##### Excerpted text #####

This year the CJS panel has new leadership in both the House and Senate. Representative John Culberson, R-Texas, has introduced the notion of “pure” science into discussions of the NSF budget. The FY 2016 bill produced by the subcommittee and now through the House, has a provision that would lead to significant decreases for NSF spending on the social sciences and, because of Culberson’s opposition to climate change research, the geosciences. This legislation also eliminates all regular appropriations for NIJ and BJS, but “permits” them to receive transfers from programmatic funds for their activities. The School Safety Initiative survives as does the domestic violence funding.

With the change in the majority in the Senate, Senator Richard Shelby, R-Alabama, has taken the helm of the CJS Subcommittee from Senator Barbara Mikulski, a Democrat from Maryland. Since Shelby and Mikulski have worked quite cooperatively when their roles were reversed, the bill that emerged from the Appropriations Committee does not have the House’s heinous social and geoscience provision regarding NSF and preserves the regular appropriations for NIJ and BJS.

The LHHSED bill has always been one of the most contentious of all the spending legislation. It has been a long time since a free standing bill for these agencies has been enacted. In recent years, the House Republicans continued attempts to defund the Affordable Care Act (and the provision is in the FY 2016 House Subcommittee bill) has made this a non-starter. Again, with a change in majority, new leadership, Senator Roy Blunt, R-Missouri, has come to the Senate subcommittee. On June 25, the FY 2016 LHHSED bill emerged from the Senate Appropriations Committee. It too attempts to defund the Affordable Care Act. In both the House and Senate bills there are significant increases for NIH, with a special emphasis on Alzheimer’s disease research. Both houses cut funding for the Institute of Education Sciences; the House significantly; the Senate slightly.

##### Source information #####

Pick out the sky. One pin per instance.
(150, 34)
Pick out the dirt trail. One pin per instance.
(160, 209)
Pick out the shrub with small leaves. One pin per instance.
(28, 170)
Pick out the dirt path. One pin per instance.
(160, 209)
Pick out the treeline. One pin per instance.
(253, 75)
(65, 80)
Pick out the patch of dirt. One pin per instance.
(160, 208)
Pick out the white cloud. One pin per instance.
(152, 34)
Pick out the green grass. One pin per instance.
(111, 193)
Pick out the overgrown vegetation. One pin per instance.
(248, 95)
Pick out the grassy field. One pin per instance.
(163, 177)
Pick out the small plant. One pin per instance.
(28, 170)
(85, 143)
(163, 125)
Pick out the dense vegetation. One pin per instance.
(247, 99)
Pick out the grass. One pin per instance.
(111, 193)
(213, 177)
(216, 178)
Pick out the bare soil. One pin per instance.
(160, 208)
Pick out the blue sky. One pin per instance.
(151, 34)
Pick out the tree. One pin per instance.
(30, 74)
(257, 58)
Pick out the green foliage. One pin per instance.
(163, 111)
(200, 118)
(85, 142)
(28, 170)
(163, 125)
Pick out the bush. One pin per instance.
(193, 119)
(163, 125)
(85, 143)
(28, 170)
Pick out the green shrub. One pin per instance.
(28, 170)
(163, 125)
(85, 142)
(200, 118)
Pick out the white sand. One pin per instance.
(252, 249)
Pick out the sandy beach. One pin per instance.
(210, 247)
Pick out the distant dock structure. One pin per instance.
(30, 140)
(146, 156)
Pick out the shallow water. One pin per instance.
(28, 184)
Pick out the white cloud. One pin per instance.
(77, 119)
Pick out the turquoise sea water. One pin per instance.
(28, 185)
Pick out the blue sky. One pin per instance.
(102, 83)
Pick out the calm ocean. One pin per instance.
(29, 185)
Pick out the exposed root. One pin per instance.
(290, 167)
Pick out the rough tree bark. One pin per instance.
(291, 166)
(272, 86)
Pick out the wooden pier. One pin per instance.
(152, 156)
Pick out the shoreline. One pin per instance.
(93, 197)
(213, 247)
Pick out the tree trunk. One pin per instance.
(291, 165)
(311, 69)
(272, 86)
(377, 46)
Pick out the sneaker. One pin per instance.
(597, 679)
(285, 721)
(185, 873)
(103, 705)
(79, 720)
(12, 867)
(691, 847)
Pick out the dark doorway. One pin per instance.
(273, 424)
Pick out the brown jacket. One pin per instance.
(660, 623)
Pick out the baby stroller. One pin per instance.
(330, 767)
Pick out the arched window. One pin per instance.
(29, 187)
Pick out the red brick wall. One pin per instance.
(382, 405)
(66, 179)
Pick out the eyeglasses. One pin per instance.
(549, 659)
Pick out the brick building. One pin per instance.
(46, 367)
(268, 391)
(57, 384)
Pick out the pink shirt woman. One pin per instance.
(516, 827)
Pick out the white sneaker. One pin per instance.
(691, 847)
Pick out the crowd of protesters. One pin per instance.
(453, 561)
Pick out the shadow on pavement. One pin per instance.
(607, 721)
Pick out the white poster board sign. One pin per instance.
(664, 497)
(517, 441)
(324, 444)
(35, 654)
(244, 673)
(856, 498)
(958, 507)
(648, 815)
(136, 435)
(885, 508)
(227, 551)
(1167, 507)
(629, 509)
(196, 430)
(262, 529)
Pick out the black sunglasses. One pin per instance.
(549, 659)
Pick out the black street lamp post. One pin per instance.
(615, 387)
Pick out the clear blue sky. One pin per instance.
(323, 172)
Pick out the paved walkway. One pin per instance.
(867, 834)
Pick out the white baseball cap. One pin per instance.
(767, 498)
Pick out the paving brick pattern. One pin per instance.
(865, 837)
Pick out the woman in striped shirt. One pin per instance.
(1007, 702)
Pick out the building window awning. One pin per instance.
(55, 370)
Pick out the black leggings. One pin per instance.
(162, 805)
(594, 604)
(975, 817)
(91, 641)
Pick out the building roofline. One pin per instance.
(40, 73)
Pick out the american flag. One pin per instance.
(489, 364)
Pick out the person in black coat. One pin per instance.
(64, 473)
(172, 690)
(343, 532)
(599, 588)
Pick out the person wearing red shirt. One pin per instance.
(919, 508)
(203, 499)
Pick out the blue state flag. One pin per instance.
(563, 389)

#####

• Instructions
a: According to the appropriations text, who took over the Senate CJS Subcommittee from Senator Barbara Mikulski?
b: Pick up the text on the CJS and LHHSED spending bills after its final sentence and continue it.

• Results by task
a: Senator Richard Shelby, R-Alabama.

b:
With the president and the Republican-controlled Congress at odds over a number of the spending recommendations promulgated for FY 2016 so far, it remains doubtful that the “regular order” of enacting all the appropriations bills on time will occur. Although it appears that some bills, including CJS, are moving ahead smoothly, Senate Democrats want to preclude consideration of any FY 2016 spending bill until a new budget agreement will derail sequestration. Once more, it appears that a budget showdown, with threats of a government shutdown, may be the scenario the U.S. faces as we approach the October 1 start of FY 2016.


Howard J. Silver served as the executive director of the Consortium of Social Science Associations (COSSA) in Washington, DC, from 1988 to 2013. He has testified before Congress, spoken on federal funding of science at many professional meetings, and written extensively on executive-legislative relations, the federal budget process, and science policy as it affects the social and behavioral sciences.